*Directions for this task*
Could you print every record below exactly as it appears?

*Excerpted data*
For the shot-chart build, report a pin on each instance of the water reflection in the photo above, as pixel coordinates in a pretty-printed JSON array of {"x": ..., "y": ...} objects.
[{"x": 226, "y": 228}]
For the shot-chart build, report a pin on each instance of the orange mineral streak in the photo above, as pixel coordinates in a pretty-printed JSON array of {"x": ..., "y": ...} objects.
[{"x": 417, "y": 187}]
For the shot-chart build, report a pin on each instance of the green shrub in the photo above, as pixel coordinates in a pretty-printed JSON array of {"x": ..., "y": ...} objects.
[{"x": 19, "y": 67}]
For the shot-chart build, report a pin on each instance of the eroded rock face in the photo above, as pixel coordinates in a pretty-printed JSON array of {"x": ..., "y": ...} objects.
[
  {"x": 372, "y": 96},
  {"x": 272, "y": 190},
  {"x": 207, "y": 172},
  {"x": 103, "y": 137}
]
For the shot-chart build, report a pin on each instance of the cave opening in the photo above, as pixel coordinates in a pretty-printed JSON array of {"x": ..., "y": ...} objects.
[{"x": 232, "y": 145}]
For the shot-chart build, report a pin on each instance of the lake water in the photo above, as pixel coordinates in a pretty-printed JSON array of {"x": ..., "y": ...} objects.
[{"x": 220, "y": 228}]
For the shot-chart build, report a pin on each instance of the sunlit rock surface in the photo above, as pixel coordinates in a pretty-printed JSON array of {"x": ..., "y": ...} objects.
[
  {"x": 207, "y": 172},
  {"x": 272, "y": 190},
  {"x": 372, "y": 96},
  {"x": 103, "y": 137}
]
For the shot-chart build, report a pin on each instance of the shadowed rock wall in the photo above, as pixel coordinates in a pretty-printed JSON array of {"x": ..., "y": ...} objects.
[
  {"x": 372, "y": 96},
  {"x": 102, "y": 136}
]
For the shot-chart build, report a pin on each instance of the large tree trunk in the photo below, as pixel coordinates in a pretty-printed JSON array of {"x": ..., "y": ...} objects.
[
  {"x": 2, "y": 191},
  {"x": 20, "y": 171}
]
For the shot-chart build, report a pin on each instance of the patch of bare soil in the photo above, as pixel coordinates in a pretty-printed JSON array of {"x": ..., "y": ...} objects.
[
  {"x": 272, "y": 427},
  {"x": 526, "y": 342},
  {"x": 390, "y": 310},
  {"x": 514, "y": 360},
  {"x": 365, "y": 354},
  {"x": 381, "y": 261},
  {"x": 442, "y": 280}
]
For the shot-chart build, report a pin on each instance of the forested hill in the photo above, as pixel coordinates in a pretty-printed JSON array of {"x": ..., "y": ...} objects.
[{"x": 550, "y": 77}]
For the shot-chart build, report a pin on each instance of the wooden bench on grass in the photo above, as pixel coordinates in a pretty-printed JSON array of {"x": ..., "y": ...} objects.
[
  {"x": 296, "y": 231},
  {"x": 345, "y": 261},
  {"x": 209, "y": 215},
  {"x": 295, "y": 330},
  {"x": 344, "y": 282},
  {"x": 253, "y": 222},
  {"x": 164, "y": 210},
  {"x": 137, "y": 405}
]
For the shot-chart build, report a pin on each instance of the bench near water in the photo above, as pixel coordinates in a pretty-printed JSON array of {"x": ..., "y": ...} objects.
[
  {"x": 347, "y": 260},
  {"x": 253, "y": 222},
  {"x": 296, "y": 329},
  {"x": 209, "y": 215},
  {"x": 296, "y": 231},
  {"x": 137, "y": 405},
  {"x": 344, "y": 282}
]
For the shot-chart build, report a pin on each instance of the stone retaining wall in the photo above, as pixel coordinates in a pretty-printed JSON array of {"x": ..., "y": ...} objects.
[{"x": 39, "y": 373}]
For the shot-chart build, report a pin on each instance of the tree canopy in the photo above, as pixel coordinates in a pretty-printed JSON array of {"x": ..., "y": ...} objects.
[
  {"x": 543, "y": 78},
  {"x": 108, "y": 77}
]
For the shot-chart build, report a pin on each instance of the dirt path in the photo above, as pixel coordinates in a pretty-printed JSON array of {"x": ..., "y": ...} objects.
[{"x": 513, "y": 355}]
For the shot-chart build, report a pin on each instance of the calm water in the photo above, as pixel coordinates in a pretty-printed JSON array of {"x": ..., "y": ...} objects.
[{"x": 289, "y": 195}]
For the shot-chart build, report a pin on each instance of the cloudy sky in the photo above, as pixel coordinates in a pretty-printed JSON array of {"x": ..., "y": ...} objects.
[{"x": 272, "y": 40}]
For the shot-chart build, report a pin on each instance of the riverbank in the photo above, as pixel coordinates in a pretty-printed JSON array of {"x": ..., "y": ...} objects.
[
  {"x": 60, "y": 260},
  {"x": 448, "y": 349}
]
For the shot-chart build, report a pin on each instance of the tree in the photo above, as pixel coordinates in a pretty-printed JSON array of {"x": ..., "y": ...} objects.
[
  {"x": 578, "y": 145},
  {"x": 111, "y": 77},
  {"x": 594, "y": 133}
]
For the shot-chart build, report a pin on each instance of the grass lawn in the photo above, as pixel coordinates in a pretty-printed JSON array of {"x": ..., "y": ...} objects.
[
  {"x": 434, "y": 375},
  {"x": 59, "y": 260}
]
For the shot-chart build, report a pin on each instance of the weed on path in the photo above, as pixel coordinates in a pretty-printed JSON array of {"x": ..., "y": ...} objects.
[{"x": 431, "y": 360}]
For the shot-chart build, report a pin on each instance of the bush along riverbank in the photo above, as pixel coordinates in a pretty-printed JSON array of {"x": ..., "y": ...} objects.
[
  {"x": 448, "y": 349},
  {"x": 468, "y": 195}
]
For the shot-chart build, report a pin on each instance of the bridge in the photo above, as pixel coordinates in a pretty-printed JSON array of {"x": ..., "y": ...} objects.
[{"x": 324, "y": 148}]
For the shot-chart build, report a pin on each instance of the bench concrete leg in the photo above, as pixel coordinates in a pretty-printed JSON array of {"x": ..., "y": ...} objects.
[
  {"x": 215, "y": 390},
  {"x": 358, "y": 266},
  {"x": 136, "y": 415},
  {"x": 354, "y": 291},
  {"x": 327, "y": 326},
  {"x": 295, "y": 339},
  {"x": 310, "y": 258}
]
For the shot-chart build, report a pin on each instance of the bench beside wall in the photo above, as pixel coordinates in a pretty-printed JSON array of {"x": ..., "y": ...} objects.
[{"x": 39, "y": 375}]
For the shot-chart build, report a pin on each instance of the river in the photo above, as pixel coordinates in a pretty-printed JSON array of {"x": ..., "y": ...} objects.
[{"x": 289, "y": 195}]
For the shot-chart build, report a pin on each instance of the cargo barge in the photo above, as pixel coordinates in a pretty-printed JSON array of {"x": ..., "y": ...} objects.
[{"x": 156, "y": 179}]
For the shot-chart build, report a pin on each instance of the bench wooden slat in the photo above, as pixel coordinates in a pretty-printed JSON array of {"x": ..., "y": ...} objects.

*Correct result*
For the shot-chart build, report a pin on each instance of the water reflection in the photo above, as pixel coordinates in a pretty-printed JSON array of {"x": ..., "y": ...} objects.
[{"x": 226, "y": 228}]
For the shot-chart build, report a pin on each instance of the orange mineral streak in the photo above, as pixel coordinates in a pretty-printed JSON array of {"x": ..., "y": ...} objects.
[{"x": 417, "y": 187}]
For the shot-chart build, report a pin on each instance of the green shrub in the photo above, as pixel coordinates in a pretty-printed JSON array of {"x": ..., "y": ...} objects.
[{"x": 19, "y": 67}]
For the shot-chart build, report a pin on each instance of the eroded rock face in the photo above, as pixel coordinates in a pretty-printed JSON array of {"x": ..., "y": ...} objects.
[
  {"x": 372, "y": 96},
  {"x": 272, "y": 190},
  {"x": 207, "y": 172},
  {"x": 103, "y": 137}
]
For the shot-chart build, report a pin on each instance of the cave opening in the photo above, as pixel coordinates in a pretty-printed JSON array of {"x": ..., "y": ...} objects.
[{"x": 232, "y": 145}]
For the shot-chart build, report a pin on each instance of the lake water in the photo above, as pixel coordinates in a pretty-printed JSON array of {"x": ..., "y": ...} objects.
[{"x": 220, "y": 228}]
For the shot-chart build, report a pin on each instance of the sunlit rock surface in the photo above, as pixel coordinates in a pretty-printed JSON array of {"x": ..., "y": ...} objects.
[
  {"x": 207, "y": 172},
  {"x": 272, "y": 190},
  {"x": 372, "y": 96},
  {"x": 103, "y": 137}
]
For the shot-chart build, report a pin on each instance of the shadowed rock wall in the photo above, as pixel coordinates in a pretty-printed JSON array of {"x": ..., "y": ...} objects.
[
  {"x": 372, "y": 96},
  {"x": 102, "y": 136}
]
For the shot-chart build, report a pin on each instance of the large tree trunk in the photo below, as pixel coordinates in a pretty-printed JSON array of {"x": ..., "y": ...} objects.
[
  {"x": 2, "y": 191},
  {"x": 20, "y": 171}
]
For the shot-chart build, report a pin on each instance of the patch of bare soil in the photo above, as pixel coordinates in a pretty-printed JSON array of {"x": ..., "y": ...} objects.
[
  {"x": 272, "y": 427},
  {"x": 526, "y": 342},
  {"x": 390, "y": 310},
  {"x": 514, "y": 360},
  {"x": 365, "y": 354},
  {"x": 381, "y": 261},
  {"x": 442, "y": 280}
]
For the shot-chart build, report a pin on each instance of the forested hill in the photo above, as pixel coordinates in a pretty-printed JSON array of {"x": ..., "y": ...} objects.
[{"x": 550, "y": 77}]
For the shot-chart build, report a pin on each instance of the wooden bench on grass in the photo above, as pixel coordinates in a pretty-printed JSON array of {"x": ..., "y": ...} objects.
[
  {"x": 296, "y": 231},
  {"x": 345, "y": 261},
  {"x": 209, "y": 215},
  {"x": 295, "y": 330},
  {"x": 344, "y": 282},
  {"x": 253, "y": 222},
  {"x": 164, "y": 210},
  {"x": 137, "y": 405}
]
For the shot-chart build, report a pin on each instance of the bench near water in the photo above, as pixel coordinates in a pretty-printed JSON array of {"x": ..., "y": ...} objects.
[
  {"x": 347, "y": 260},
  {"x": 253, "y": 222},
  {"x": 296, "y": 329},
  {"x": 209, "y": 215},
  {"x": 296, "y": 231},
  {"x": 137, "y": 405},
  {"x": 344, "y": 282}
]
For the shot-chart build, report a pin on each instance of the stone retaining wall in the photo above, as pixel coordinates in a pretty-printed JSON array of {"x": ..., "y": ...} objects.
[{"x": 39, "y": 373}]
For the shot-chart build, report a pin on each instance of the tree canopy in the photo above, as pixel coordinates in a pretty-printed JSON array of {"x": ..., "y": ...} objects.
[
  {"x": 543, "y": 78},
  {"x": 108, "y": 77}
]
For the shot-chart build, report a pin on each instance of the dirt path in the photo above, as pixel coordinates in a pretty-printed JSON array of {"x": ..., "y": ...} objects.
[{"x": 513, "y": 355}]
For the shot-chart build, report a pin on each instance of the calm water in the photo above, as pixel coordinates in a pretty-printed JSON array of {"x": ..., "y": ...} objects.
[{"x": 289, "y": 195}]
For the shot-chart build, report a pin on each instance of the cloudy sky in the photo above, as pixel coordinates in a pretty-printed JSON array of {"x": ..., "y": ...} objects.
[{"x": 272, "y": 40}]
For the shot-chart build, report a pin on each instance of the riverbank in the photo above, as pixel coordinates in a pretty-printed JSON array of {"x": ..., "y": ...} objects.
[
  {"x": 60, "y": 260},
  {"x": 448, "y": 349}
]
For the shot-chart build, report a pin on each instance of the tree in the photo above, as pixel coordinates in a pretty-printed JSON array of {"x": ..., "y": ...} objects.
[
  {"x": 578, "y": 145},
  {"x": 111, "y": 77},
  {"x": 594, "y": 133}
]
For the shot-chart build, report a pin on each instance of the grass lawn in the photo above, as pixel coordinates in a pretty-printed JSON array of {"x": ..., "y": ...} objects.
[
  {"x": 434, "y": 375},
  {"x": 59, "y": 260}
]
For the shot-chart build, report a pin on each instance of the weed on path in the photo above, as pixel coordinates in a pretty-printed JSON array of {"x": ..., "y": ...} objects.
[{"x": 431, "y": 360}]
For the shot-chart build, report a pin on each instance of the bush along riverbank in the photo above, as pixel coordinates in a pretty-printed JSON array of {"x": ..., "y": ...} objects.
[
  {"x": 448, "y": 349},
  {"x": 468, "y": 195}
]
For the shot-chart build, report a pin on each instance of the bridge in the photo above, as pixel coordinates in a pretty-printed JSON array of {"x": ..., "y": ...} objects.
[{"x": 324, "y": 148}]
For the shot-chart build, report a pin on each instance of the bench concrete leg in the photo above, as pixel coordinates in a pretty-printed JSON array of {"x": ..., "y": ...} objects.
[
  {"x": 215, "y": 390},
  {"x": 358, "y": 266},
  {"x": 136, "y": 415},
  {"x": 354, "y": 291},
  {"x": 327, "y": 326},
  {"x": 295, "y": 339},
  {"x": 310, "y": 258}
]
For the shot-chart build, report a pin on each instance of the bench beside wall in the photo above, as pixel coordinates in a pretty-printed JSON array of {"x": ..., "y": ...} objects.
[{"x": 39, "y": 375}]
For the shot-chart build, report a pin on each instance of the river in the photo above, as pixel coordinates in a pretty-printed JSON array of {"x": ..., "y": ...} objects.
[{"x": 289, "y": 195}]
For the shot-chart build, report a pin on each instance of the cargo barge in the photo above, as pixel coordinates in a pretty-printed JSON array of {"x": ..., "y": ...} objects.
[{"x": 156, "y": 179}]
For the shot-chart build, report a pin on each instance of the bench wooden slat in the photo above, as pixel coordinates in a pretty-printed JSON array of {"x": ..., "y": ...} objects.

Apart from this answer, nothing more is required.